*Prompt 1*:
In the text about Laura Horelli, who taught her at Frankfurt's Städelschule?
*Prompt 2*:
Please list every city named in the text about Laura Horelli.
*Prompt 3*:
Write the next paragraph of the text about Laura Horelli, picking up after its final sentence.

Laura Horelli, born in Helsinki in 1976, studied at the Kuvataideakatemia in Helsinki and with Thomas Bayrle at Frankfurt’s Städelschule. Living in Berlin since 2001, she has created a complex body of work within a few years, for which she will be the first recipient of the Hannah-Höch-Förderpreis awarded by the Governing Mayor of Berlin, within the frame of the Women Artist’s Program.
Besides text-based works and photography, the artist is now working more intensely with the medium of video, including multichannel video installations. She centers her investigations on communicative processes and their preconditions in the media, politics, and society within a globalized world. Horelli’s conceptual approach consists in formulating subjective ways of approximating “reality,“ in order to take urban environments, events, and relationships from her former as well as current places of residence and from her travels, to remove them from their original contexts, and to link them in new ways. This results in an intertext that interconnects the various tides of events as well as their subtexts, at the same time subverting the representative-documentary aspect.

*Record list*:
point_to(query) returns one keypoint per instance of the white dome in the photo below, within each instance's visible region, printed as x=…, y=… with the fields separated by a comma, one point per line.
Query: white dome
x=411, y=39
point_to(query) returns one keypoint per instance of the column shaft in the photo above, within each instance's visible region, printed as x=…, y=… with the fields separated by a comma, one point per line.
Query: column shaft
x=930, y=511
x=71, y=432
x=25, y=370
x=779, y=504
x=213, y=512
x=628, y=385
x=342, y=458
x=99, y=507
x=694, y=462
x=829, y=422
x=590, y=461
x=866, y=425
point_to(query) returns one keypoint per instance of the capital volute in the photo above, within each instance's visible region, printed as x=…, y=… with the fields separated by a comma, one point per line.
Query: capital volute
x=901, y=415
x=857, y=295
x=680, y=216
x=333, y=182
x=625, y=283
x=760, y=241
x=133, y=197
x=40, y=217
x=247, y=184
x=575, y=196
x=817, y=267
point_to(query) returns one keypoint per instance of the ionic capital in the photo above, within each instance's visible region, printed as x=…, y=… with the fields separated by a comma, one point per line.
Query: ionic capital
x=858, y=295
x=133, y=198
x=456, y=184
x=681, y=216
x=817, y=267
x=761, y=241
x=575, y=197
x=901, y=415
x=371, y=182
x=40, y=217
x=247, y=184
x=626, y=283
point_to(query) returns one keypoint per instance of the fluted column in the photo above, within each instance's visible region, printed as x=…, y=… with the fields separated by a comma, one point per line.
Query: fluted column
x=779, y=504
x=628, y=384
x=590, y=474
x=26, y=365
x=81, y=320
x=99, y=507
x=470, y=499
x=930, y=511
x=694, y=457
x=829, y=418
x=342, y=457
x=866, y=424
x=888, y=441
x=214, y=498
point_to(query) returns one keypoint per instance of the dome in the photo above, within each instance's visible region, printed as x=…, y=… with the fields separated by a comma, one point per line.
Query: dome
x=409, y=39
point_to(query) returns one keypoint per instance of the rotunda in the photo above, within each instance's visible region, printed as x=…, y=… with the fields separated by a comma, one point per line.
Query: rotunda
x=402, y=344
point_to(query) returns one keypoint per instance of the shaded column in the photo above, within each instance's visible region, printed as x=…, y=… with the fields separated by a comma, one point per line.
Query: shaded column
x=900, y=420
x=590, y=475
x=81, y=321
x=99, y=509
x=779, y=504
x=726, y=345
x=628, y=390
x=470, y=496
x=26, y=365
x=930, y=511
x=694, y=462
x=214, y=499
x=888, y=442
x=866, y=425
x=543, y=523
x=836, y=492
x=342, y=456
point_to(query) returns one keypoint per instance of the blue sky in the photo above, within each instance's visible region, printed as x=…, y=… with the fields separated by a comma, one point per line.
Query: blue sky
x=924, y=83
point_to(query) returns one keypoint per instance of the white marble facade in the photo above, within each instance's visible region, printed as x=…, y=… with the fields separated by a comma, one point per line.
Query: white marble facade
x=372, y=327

*Reply 1*:
Thomas Bayrle

*Reply 2*:
Helsinki, Frankfurt, Berlin

*Reply 3*:
Book Series “n.b.k. Exhibitions”
On the occasion of the exhibition, a publication with an extensive documentation and with texts by Maeve Connolly and Dieter Roelstraete will be published by Verlag der Buchhandlung Walter König, Cologne, 2011, 184 pages with color images.
Parallel to the exhibition at Neuer Berliner Kunstverein Laura Horelli is presenting the video installation The Terrace (2011) from November 25, 2011 to January 7, 2012 at Galerie Barbara Weiss, Berlin.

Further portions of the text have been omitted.